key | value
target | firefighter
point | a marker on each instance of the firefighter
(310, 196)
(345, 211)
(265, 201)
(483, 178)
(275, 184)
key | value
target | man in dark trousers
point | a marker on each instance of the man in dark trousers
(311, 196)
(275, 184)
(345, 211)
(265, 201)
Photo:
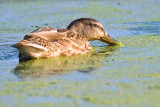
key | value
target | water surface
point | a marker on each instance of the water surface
(107, 76)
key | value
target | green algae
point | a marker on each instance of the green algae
(107, 76)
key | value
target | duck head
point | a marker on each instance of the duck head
(92, 30)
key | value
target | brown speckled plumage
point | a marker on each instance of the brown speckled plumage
(50, 42)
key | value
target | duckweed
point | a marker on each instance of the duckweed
(107, 76)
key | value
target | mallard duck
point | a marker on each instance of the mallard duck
(51, 42)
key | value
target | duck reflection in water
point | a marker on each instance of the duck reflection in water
(45, 67)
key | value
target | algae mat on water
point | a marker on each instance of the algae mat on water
(107, 76)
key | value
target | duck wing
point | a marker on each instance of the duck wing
(55, 42)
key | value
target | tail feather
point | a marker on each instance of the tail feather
(30, 50)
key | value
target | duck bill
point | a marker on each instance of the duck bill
(109, 40)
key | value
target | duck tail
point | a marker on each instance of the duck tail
(29, 50)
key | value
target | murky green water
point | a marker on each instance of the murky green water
(107, 76)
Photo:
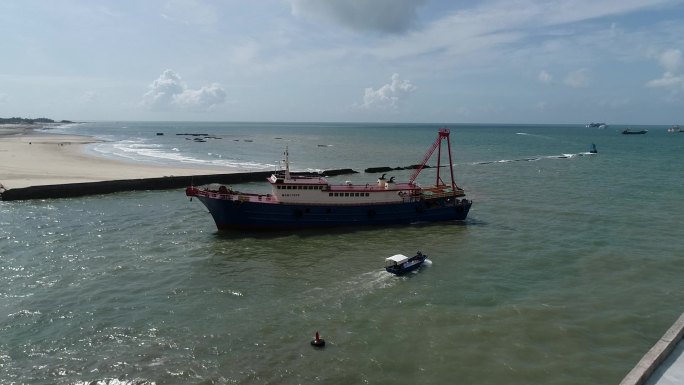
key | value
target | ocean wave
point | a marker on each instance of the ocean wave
(534, 159)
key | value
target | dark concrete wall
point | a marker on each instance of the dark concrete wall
(164, 183)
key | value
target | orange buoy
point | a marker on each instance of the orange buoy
(318, 342)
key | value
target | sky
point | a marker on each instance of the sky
(406, 61)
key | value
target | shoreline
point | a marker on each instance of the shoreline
(30, 159)
(39, 165)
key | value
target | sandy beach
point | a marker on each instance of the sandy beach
(30, 158)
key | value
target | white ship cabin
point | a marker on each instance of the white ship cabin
(288, 188)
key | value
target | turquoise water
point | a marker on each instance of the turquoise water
(568, 269)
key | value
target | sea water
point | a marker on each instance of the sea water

### GOAL:
Can you retype every record above exactly, leaving out the pictures?

### ANSWER BELOW:
key | value
target | firefighter
point | a marker on each instance of the firefighter
(310, 196)
(345, 211)
(265, 201)
(483, 178)
(275, 184)
key | value
target | man in dark trousers
point | a marker on each instance of the man in dark trousers
(311, 196)
(275, 184)
(345, 211)
(265, 201)
Photo:
key | value
target | water surface
point | a marker on each instance of the water surface
(107, 76)
key | value
target | green algae
point | a marker on each instance of the green algae
(107, 76)
key | value
target | duck head
point | a marker on each instance of the duck head
(92, 30)
key | value
target | brown speckled plumage
point | a marker on each instance of the brown speckled plumage
(50, 42)
key | value
target | duckweed
point | a marker on each instance of the duckweed
(107, 76)
key | value
target | mallard duck
point | a marker on each instance of the mallard duck
(51, 42)
key | value
target | duck reflection in water
point | a marker on each instance of the duck reflection in water
(45, 67)
key | value
target | algae mat on water
point | a marker on each instance of the algae mat on water
(107, 76)
key | value
target | duck wing
point | a marker on each instance of the duck wing
(55, 42)
key | value
target | tail feather
point | a marker on each instance of the tail feather
(30, 50)
key | value
target | duck bill
point | a marker on each instance of the duck bill
(109, 40)
key | value
target | duck tail
point | a marker on each instance of the duck tail
(29, 50)
key | value
target | murky green water
point | a marker on each instance of the murky green water
(107, 76)
Photo:
key | value
target | ocean wave
point | a marker on each instance of the ocean wave
(534, 159)
key | value
target | dark concrete wall
point | a marker on each instance of the dark concrete wall
(164, 183)
key | value
target | orange buoy
point | a marker on each instance of the orange buoy
(318, 342)
key | value
target | sky
point | a marker on each instance of the sky
(406, 61)
key | value
target | shoreline
point | a marker on each instance of the shoreline
(30, 159)
(39, 165)
key | value
target | sandy beach
point | a marker on each instance of the sandy beach
(30, 158)
key | value
target | white ship cabin
point | a marker on each instance of the white ship cabin
(288, 188)
key | value
target | turquoise water
point | a marker on each instance of the turquoise water
(568, 269)
key | value
target | sea water
point | a marker on each instance of the sea water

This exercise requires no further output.